== SUPPLIED PASSAGE ==
Effect of the rotation of the Slip-Ring

Table of Contents

1 Measurement Description

Random Signal is generated by one DAC of the SpeedGoat.

The signal going out of the DAC is split into two:

  • one BNC cable is directly connected to one ADC of the SpeedGoat
  • one BNC cable goes two times in the Slip-Ring (from bottom to top and then from top to bottom) and then is connected to one ADC of the SpeedGoat

Two measurements are done.

Data File Description
mat/data_001.mat Slip-ring not turning
mat/data_002.mat Slip-ring turning

For each measurement, the measured signals are:

Data File Description
t Time vector
x1 Direct signal
x2 Signal going through the Slip-Ring

The goal is to determine is the signal is altered when the spindle is rotating.

== THE TASK ==
Supply the next part of the slip-ring measurement description, starting right after its last sentence. The listing after this point has no connection to the slip-ring measurement description.

== INFORMATION GIVEN ==
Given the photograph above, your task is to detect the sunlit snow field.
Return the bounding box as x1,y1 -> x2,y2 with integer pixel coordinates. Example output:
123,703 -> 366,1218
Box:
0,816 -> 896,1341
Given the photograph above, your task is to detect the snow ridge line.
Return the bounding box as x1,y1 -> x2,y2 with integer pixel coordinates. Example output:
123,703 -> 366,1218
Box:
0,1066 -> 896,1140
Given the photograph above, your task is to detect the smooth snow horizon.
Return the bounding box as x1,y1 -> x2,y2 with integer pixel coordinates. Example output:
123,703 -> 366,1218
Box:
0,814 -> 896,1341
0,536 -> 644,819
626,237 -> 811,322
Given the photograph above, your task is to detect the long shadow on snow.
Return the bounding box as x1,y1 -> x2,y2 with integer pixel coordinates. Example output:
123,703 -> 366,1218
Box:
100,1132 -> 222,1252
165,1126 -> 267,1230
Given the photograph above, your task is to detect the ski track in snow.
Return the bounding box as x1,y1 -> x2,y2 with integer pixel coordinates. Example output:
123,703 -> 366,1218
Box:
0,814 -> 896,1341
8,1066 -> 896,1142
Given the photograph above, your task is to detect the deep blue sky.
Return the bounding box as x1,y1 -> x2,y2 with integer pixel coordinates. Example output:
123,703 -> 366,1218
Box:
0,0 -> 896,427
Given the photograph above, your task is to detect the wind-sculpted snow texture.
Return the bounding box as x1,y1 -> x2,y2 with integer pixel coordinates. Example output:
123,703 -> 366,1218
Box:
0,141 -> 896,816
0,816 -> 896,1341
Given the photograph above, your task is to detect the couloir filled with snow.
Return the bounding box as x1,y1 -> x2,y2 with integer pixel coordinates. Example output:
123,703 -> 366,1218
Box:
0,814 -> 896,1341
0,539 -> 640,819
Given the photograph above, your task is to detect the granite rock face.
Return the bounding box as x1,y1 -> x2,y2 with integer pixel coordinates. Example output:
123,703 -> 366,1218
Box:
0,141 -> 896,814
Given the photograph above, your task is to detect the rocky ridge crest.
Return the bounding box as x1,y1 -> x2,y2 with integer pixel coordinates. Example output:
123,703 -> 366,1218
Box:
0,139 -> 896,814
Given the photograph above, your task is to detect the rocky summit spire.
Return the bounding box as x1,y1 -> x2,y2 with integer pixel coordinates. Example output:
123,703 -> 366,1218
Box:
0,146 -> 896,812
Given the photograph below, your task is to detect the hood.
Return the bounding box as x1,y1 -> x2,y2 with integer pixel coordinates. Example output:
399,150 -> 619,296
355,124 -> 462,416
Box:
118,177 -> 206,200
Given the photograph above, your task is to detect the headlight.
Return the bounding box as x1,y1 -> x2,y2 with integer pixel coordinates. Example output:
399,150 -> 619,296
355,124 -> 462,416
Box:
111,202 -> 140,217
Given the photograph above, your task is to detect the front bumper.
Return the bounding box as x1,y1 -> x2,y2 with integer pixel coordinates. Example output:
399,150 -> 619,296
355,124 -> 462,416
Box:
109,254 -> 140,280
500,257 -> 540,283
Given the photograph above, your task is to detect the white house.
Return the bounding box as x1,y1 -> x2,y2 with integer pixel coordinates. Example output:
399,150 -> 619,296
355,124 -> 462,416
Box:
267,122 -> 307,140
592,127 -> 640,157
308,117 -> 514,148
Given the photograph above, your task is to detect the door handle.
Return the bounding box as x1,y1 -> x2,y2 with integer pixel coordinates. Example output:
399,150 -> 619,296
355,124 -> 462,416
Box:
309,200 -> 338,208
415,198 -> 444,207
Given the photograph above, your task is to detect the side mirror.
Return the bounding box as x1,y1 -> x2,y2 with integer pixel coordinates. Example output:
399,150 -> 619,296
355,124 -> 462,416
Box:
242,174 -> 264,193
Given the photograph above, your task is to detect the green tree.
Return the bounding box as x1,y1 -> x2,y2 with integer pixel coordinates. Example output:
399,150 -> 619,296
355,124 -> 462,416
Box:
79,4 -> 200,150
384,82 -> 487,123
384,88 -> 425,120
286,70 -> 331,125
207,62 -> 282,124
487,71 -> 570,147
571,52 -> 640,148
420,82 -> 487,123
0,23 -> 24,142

== WRITTEN ANSWER ==
Here, the rotation speed of the Slip-Ring is set to 1rpm.

2 Load data

We load the data of the z axis of two geophones.

sr_off = load('mat/data_001.mat', 't', 'x1', 'x2');
sr_on  = load('mat/data_002.mat', 't', 'x1', 'x2');

3 Analysis

Let's first look at the signal produced by the DAC (figure 1).

figure;
hold on;
plot(sr_on.t,  sr_on.x1);
hold off;
xlabel('Time [s]'); ylabel('Voltage [V]');
xlim([0 10]);

random_signal.png

Figure 1: Random signal produced by the DAC

We now look at the difference between the signal directly measured by the ADC and the signal that goes through the slip-ring (figure 2).

figure;
hold on;
plot(sr_on.t,  sr_on.x1 - sr_on.x2,  'DisplayName', 'Slip-Ring - $\omega = 1rpm$');
plot(sr_off.t, sr_off.x1 - sr_off.x2,'DisplayName', 'Slip-Ring off');
hold off;
xlabel('Time [s]'); ylabel('Voltage [V]');
xlim([0 10]);
legend('Location', 'northeast');

slipring_comp_signals.png

Figure 2: Alteration of the signal when the slip-ring is turning

4 Conclusion

Remaining questions:

  • Should the measurement be redone using voltage amplifiers?
  • Use higher rotation speed and measure for longer periods (to have multiple revolutions) ?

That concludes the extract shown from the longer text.